UBC Home Page -
UBC Home Page -
UBC Home Page UBC Home Page -
News Events Directories Search UBC myUBC Login
- -
UBC Public Affairs
UBC Reports
UBC Reports Extras
Goal / Circulation / Deadlines
Letters to the Editor & Opinion Pieces / Feedback
UBC Reports Archives
Media Releases
Services for Media
Services for the Community
Services for UBC Faculty & Staff
Find UBC Experts
Search Site

UBC Reports | Vol. 47 | No. 04 | Feb. 22, 2001

Engineers' first place finish cast in concrete

A dedicated design team beats fierce competitors in the slide to build the best concrete toboggan

by Bruce Mason staff writer

In an uphill battle and complete turnaround, a team of 14 UBC engineering students clutched first place in the 27th annual Great Northern Concrete Toboggan Race (GNCTR). Canada's largest civil engineering student competition, which was recently staged in Kingston, Ont., attracted 28 teams from universities across the country, the U.S. and Germany.

"UBC finished dead last in 2000 and we were determined to improve, despite our limited experience with snow and competing with teams comprised of 50 students," says Brad Tangjerd, co-captain of UBC's team.

The team's coveted awards for Top Speed of the Day and Most Improved Team as well as the overall trophy are proudly displayed in the cluttered clubs room of the Civil and Mechanical Engineering Building.

"These amazing results were achieved by a team that really came together," says co-captain Radya Rifaat. "Everyone worked as hard as they could right from the start on everything from building concrete formwork to constructing a frame for technical display."

"We also showed a lot of spirit and co-operation while we were there," adds Mana Arabi, the third co-captain, who says the thrill is not gone even though the toboggan, dubbed Sam Jesse, is being shipped across the country by truck.

Fourth-year Civil Engineering students, Arabi, Rifaat and Tangjerd led the team to reach the objective of the GNCTR competition -- to construct a toboggan with a concrete bottom that weighed less than 135 kilograms and had operating brakes.

In addition to weight restrictions and safety requirements design criteria included dimension limitations. Each toboggan also had to carry five students twice down the course and brake effectively.

▶ Stored records
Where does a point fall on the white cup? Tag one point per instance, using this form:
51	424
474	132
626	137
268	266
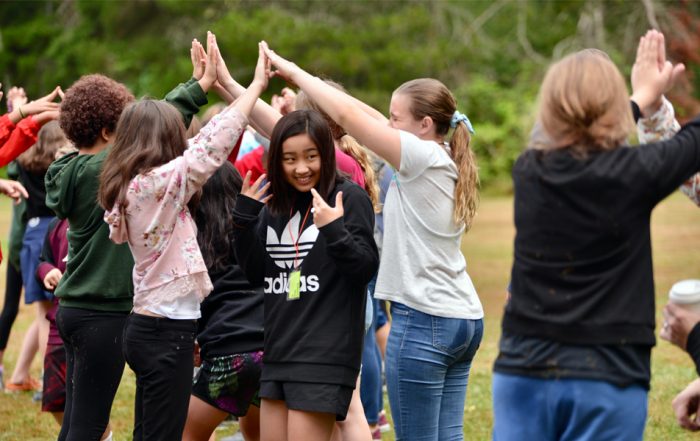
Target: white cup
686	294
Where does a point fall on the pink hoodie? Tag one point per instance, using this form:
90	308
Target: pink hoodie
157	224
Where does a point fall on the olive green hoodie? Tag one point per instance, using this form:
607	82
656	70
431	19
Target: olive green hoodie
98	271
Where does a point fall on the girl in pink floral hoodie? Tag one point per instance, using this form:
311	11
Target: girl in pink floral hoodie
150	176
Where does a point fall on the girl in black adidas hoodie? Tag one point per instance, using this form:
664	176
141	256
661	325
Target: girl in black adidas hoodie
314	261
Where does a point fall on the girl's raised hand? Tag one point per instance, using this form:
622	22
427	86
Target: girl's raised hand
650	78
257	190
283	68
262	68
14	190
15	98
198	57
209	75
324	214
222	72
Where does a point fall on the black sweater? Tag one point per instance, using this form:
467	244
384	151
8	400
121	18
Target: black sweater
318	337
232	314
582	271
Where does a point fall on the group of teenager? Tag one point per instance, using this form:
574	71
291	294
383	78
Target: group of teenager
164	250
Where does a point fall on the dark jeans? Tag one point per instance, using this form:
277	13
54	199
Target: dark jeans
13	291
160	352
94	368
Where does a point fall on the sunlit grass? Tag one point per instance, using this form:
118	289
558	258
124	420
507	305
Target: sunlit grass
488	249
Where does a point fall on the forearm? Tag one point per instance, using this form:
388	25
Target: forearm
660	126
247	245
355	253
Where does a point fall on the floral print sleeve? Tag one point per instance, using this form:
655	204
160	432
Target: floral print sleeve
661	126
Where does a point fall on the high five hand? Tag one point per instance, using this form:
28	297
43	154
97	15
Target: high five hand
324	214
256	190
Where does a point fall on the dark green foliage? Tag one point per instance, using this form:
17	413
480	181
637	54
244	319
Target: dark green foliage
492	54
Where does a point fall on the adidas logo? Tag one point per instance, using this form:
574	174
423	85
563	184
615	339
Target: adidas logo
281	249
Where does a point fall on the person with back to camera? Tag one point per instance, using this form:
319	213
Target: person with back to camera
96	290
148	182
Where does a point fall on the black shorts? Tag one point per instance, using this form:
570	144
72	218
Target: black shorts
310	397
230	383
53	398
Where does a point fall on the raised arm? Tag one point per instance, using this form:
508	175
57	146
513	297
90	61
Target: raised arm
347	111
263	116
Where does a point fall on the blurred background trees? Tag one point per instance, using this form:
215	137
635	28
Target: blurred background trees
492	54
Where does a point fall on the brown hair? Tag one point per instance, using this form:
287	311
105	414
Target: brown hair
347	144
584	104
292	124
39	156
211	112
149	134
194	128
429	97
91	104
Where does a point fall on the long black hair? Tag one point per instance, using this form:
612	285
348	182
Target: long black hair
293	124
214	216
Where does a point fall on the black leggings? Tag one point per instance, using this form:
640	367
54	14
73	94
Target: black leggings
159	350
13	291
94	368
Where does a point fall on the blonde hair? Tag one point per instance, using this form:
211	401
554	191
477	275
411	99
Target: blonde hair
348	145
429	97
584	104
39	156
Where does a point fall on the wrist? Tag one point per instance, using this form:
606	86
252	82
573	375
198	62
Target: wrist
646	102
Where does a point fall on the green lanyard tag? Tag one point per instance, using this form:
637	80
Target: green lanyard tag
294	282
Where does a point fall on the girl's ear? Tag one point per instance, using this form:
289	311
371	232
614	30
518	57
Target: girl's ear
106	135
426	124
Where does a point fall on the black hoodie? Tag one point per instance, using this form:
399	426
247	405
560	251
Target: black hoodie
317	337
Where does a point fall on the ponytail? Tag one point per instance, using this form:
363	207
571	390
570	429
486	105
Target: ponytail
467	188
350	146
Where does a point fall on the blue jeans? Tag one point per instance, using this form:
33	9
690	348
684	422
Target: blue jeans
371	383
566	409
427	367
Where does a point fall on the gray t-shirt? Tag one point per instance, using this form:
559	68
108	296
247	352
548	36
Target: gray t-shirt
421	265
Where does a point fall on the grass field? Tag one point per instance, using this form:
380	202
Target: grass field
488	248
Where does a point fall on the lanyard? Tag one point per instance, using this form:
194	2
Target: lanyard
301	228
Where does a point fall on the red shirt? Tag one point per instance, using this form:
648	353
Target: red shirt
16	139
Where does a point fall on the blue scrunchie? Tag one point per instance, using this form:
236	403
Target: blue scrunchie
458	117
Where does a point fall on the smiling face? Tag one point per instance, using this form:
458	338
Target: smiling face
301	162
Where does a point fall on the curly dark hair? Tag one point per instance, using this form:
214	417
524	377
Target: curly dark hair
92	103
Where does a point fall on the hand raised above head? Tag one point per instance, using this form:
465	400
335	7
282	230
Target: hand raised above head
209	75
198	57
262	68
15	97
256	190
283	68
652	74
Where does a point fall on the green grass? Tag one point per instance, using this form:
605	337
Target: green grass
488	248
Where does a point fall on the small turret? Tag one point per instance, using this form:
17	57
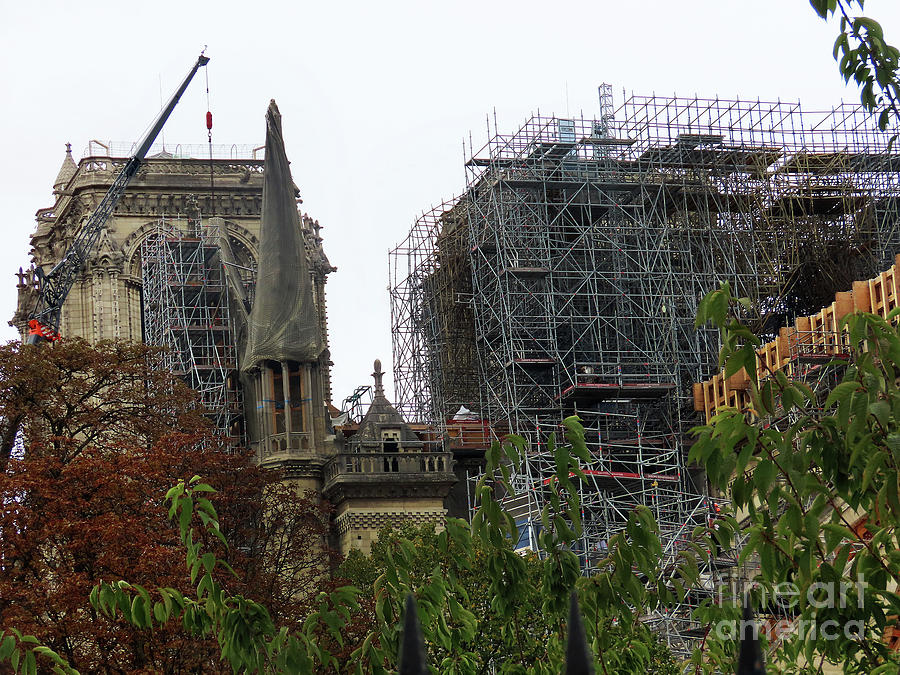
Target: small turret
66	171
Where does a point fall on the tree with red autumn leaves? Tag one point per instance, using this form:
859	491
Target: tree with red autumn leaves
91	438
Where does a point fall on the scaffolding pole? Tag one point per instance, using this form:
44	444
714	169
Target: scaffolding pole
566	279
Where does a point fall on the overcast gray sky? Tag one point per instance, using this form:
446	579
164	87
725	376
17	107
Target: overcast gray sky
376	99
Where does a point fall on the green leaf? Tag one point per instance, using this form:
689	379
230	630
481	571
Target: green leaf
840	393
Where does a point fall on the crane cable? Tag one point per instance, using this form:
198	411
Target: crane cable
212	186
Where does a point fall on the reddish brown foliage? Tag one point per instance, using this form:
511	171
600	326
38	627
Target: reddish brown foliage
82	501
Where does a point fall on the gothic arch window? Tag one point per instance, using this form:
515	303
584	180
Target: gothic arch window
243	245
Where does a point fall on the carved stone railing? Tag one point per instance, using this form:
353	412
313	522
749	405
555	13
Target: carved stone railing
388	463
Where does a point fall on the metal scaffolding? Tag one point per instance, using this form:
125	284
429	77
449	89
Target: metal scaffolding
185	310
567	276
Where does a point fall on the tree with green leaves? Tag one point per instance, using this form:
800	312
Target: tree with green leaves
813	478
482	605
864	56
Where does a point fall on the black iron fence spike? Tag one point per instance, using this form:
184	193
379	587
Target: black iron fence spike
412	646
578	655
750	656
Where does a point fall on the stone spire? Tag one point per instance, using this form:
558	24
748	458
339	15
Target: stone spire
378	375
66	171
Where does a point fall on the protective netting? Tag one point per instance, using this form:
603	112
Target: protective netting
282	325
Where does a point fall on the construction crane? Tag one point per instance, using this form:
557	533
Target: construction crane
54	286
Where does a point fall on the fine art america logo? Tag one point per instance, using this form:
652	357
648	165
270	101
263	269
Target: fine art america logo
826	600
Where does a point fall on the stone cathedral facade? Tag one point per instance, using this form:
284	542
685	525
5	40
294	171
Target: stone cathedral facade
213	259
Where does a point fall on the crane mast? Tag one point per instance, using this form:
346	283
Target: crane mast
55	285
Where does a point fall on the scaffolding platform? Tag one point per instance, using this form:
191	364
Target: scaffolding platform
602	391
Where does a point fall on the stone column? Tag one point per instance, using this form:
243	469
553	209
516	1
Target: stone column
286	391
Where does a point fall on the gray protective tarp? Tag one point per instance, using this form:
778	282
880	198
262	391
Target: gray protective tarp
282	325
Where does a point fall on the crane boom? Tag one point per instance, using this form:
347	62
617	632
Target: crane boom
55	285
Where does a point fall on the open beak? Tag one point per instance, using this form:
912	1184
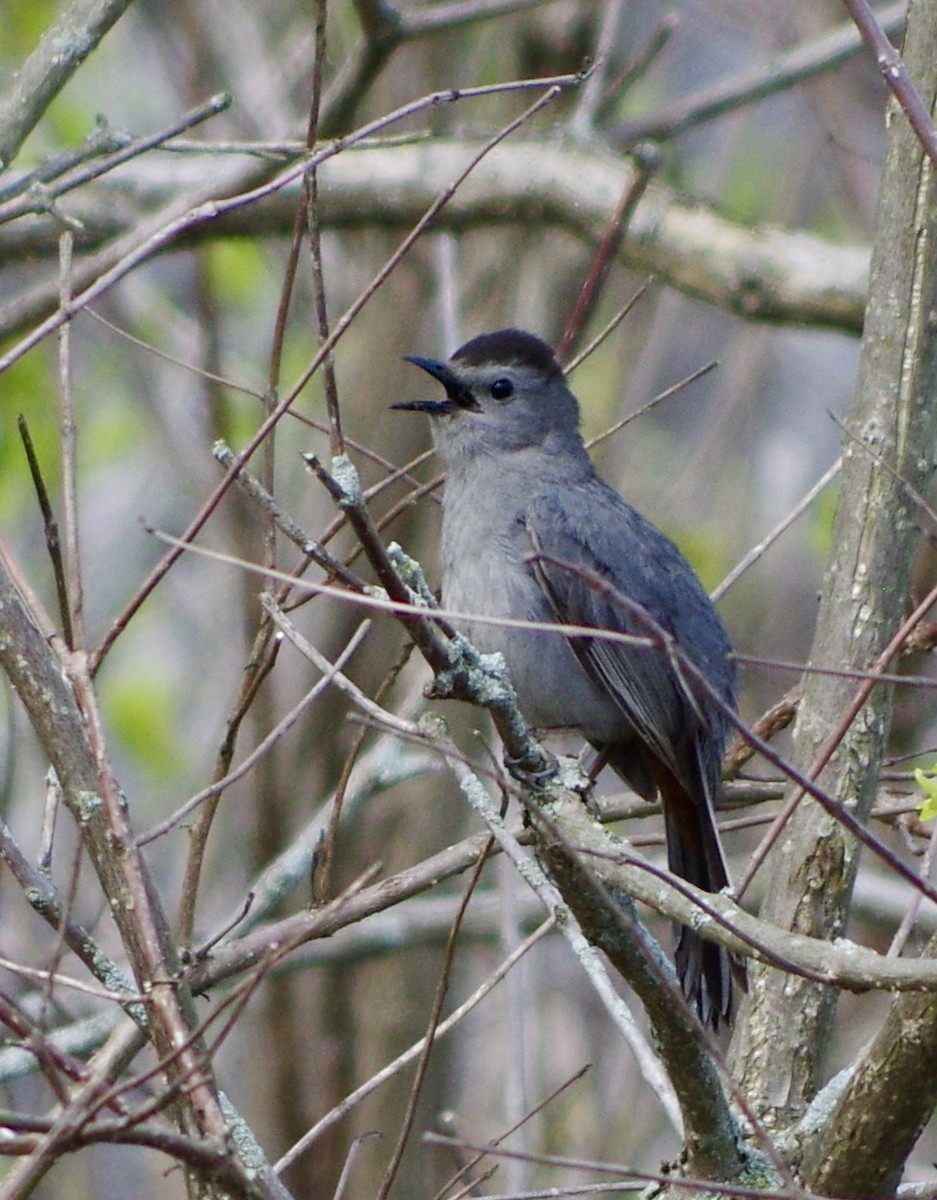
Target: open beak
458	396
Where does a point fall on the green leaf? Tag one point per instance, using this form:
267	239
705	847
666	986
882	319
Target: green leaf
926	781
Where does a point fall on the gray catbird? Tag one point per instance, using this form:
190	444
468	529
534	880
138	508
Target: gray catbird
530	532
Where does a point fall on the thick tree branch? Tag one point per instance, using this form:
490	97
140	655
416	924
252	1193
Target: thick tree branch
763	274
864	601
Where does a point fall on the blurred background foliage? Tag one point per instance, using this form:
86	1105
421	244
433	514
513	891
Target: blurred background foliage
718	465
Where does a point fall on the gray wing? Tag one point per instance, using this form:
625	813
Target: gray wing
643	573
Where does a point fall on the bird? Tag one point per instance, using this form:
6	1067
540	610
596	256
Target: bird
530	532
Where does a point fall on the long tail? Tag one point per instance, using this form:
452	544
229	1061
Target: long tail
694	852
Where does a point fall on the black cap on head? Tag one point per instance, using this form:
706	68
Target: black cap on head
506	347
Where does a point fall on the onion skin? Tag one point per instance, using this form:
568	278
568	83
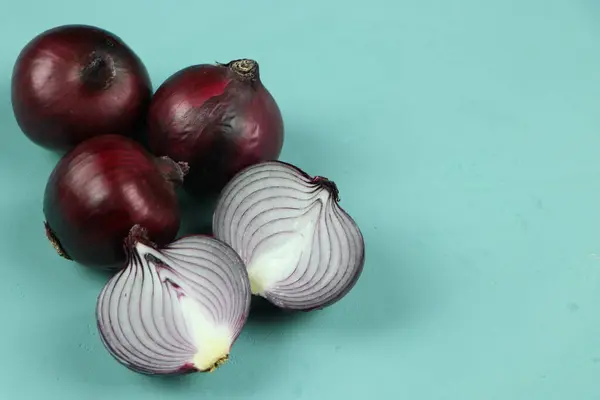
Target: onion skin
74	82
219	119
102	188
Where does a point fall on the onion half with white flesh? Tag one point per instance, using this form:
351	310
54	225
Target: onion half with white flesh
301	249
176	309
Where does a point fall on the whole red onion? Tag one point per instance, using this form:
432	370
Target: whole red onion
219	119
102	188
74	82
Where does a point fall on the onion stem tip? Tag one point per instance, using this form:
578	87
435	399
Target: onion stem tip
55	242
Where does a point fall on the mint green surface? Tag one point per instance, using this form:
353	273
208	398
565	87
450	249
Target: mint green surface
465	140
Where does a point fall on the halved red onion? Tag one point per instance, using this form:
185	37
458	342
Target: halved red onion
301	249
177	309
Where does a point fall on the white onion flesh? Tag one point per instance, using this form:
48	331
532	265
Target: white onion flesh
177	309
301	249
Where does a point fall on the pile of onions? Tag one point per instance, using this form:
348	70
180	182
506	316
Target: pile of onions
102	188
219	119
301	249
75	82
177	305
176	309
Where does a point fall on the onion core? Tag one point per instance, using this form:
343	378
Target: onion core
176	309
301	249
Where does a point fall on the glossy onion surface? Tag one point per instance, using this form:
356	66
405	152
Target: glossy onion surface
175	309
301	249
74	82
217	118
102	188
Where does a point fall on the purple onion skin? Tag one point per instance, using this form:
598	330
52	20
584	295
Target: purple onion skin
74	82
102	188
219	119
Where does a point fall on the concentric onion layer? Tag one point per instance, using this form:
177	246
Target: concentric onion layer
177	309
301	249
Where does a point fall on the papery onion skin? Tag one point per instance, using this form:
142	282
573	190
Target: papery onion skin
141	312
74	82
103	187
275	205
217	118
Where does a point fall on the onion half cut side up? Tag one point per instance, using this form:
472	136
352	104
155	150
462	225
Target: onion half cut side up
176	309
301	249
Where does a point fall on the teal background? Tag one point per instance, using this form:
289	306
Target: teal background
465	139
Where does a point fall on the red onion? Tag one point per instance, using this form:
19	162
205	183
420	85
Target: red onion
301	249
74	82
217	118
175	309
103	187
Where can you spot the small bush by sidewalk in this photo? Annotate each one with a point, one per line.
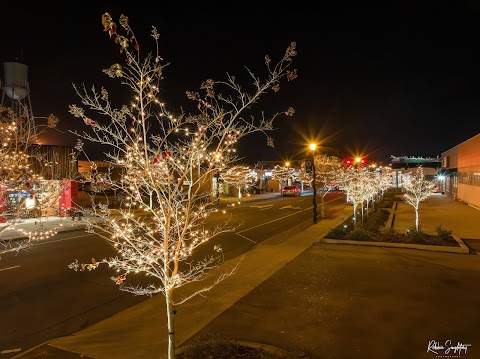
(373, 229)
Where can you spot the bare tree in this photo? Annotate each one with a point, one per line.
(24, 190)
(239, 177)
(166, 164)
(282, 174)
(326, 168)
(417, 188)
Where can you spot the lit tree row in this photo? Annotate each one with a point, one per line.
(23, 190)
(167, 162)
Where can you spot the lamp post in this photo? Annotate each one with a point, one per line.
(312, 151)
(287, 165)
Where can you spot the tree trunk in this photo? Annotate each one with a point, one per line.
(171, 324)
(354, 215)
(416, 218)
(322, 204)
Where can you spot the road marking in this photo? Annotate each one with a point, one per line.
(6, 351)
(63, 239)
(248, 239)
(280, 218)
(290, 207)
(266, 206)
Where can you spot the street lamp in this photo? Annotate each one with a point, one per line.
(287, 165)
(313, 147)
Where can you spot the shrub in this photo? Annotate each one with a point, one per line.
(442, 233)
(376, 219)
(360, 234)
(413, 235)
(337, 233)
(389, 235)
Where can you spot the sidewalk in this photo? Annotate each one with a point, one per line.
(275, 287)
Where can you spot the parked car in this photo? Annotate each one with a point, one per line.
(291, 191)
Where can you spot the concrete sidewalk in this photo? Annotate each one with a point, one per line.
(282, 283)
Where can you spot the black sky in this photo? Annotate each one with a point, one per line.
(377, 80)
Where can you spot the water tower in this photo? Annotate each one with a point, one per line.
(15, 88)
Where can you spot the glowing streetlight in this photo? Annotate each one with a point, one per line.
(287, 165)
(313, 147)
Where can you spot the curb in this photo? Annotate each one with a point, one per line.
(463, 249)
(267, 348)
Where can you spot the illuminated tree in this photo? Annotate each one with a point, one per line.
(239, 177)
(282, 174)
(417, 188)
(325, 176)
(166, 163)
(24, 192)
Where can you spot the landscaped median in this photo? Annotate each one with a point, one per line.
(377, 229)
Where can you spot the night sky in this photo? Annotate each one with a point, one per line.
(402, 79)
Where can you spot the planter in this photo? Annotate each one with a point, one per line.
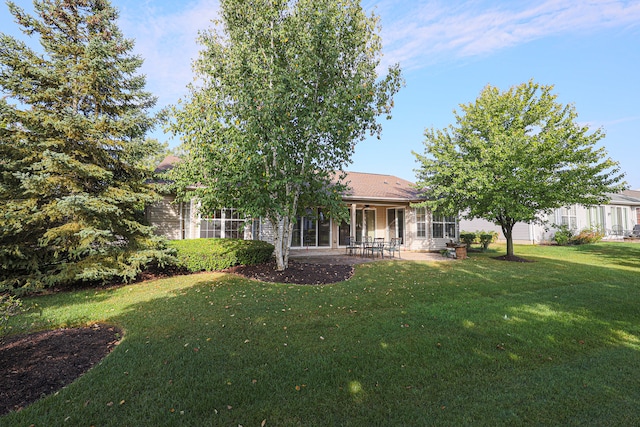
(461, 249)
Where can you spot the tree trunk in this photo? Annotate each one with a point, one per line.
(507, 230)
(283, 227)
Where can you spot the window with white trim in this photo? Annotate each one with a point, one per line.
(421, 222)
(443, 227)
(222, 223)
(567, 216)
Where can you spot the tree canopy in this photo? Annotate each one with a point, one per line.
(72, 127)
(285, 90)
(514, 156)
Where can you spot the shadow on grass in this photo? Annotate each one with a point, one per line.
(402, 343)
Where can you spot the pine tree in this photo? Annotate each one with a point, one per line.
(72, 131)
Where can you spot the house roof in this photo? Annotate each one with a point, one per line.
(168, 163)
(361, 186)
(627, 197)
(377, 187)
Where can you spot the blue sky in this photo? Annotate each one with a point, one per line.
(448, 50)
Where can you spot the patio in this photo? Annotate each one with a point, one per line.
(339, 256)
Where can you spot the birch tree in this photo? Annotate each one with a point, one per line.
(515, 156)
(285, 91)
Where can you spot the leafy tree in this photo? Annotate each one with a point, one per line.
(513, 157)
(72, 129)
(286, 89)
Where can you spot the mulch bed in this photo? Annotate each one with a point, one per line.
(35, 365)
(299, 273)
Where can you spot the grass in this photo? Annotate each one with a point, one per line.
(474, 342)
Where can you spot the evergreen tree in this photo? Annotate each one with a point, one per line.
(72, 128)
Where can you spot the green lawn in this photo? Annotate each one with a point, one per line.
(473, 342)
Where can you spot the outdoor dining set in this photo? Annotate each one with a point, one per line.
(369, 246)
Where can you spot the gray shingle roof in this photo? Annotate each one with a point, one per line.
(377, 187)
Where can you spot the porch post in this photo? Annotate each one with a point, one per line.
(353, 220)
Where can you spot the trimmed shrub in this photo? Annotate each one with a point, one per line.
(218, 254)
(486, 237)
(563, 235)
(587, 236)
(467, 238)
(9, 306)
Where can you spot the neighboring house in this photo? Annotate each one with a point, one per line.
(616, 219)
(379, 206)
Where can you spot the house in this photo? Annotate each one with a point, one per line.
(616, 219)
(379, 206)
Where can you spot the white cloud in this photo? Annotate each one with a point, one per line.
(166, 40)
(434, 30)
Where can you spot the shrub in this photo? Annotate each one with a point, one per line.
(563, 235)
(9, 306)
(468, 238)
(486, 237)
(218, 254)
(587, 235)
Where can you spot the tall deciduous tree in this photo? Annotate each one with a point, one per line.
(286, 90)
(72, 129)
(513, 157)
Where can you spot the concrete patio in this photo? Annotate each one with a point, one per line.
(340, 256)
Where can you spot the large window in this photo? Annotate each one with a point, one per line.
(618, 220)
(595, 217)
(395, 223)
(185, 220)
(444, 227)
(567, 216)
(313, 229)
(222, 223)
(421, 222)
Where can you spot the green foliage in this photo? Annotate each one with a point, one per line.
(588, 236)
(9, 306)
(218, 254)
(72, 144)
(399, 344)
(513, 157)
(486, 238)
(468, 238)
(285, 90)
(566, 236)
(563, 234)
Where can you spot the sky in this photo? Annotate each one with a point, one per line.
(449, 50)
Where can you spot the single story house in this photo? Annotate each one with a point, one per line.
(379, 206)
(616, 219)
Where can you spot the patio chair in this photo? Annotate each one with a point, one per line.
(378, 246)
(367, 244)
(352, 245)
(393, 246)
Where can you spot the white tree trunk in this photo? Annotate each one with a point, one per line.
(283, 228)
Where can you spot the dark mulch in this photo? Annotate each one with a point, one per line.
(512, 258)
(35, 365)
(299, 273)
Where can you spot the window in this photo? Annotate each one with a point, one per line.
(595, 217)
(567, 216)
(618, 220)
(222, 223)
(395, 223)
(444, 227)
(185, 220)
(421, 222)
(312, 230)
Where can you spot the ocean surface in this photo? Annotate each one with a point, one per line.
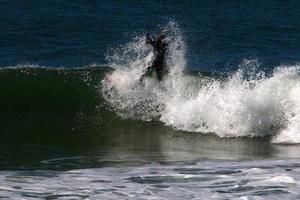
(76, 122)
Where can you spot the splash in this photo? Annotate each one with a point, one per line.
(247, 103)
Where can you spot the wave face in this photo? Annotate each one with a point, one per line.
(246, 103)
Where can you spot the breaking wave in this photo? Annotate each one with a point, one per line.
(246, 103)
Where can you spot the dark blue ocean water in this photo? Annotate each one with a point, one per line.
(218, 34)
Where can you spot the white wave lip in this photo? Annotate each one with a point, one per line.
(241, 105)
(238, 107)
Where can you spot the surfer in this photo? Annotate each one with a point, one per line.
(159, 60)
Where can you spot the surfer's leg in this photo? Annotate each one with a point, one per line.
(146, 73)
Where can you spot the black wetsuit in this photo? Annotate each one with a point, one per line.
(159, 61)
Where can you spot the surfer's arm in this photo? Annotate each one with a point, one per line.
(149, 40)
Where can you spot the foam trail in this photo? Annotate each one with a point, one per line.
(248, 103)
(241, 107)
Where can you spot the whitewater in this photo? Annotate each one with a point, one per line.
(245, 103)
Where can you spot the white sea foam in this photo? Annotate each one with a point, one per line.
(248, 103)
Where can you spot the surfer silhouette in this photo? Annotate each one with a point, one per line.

▶ Work to complete
[a] Answer these questions using the concrete toboggan article, one line each:
(i) How many teams entered the race?
(ii) Where did UBC place in 2000?
(iii) What name was given to the toboggan?
[b] Write the next part of the concrete toboggan article, picking up after its final sentence.

▶ Answer list
[a]
(i) 28 teams
(ii) Dead last
(iii) Sam Jesse

[b]
Reaching a top speed of 46 kilometres per hour was a peak experience but the team was also judged on design, aesthetics, safety, theme, team spirit and ingenuity, as well as race results.

Naming themselves "The Fugitives" in honor of the infamous Kingston Penitentiary, the team wore orange coveralls emblazoned with "UBC Pen" on the back. They also wore handcuffs and shackles and regularly broke into songs and chants they composed for the occasion.

"The essence of engineering is to conceive, create and use objects and this flagship competition is an excellent test of student skills," says Alan Russell, professor and head of the Civil Engineering Dept.

"It's a labour of love by volunteers who do it themselves, above and beyond their courses," he adds. "We're delighted, not only with the results, but also with the enthusiasm and camaraderie they brought to a major competition."

The other team members are: fourth-year Civil Engineering students Mark Crabtree, Grayson Doyle, Brian Lee, Brad Parker, and Scott Wallace; third-year Civil Engineering students Chris Meisl and Richard Savage; third-year Mechanical Engineering students Mac Bell and Danielle Doran, and second-year Civil Engineering students Tom Furst and Shabnam Hosseini.


Last reviewed 22-Sep-2006

to top | UBC.ca » UBC Public Affairs

UBC Public Affairs
310 - 6251 Cecil Green Park Road, Vancouver, BC Canada V6T 1Z1
tel 604.822.3131 | fax 604.822.2684 | e-mail public.affairs@ubc.ca

© Copyright The University of British Columbia, all rights reserved.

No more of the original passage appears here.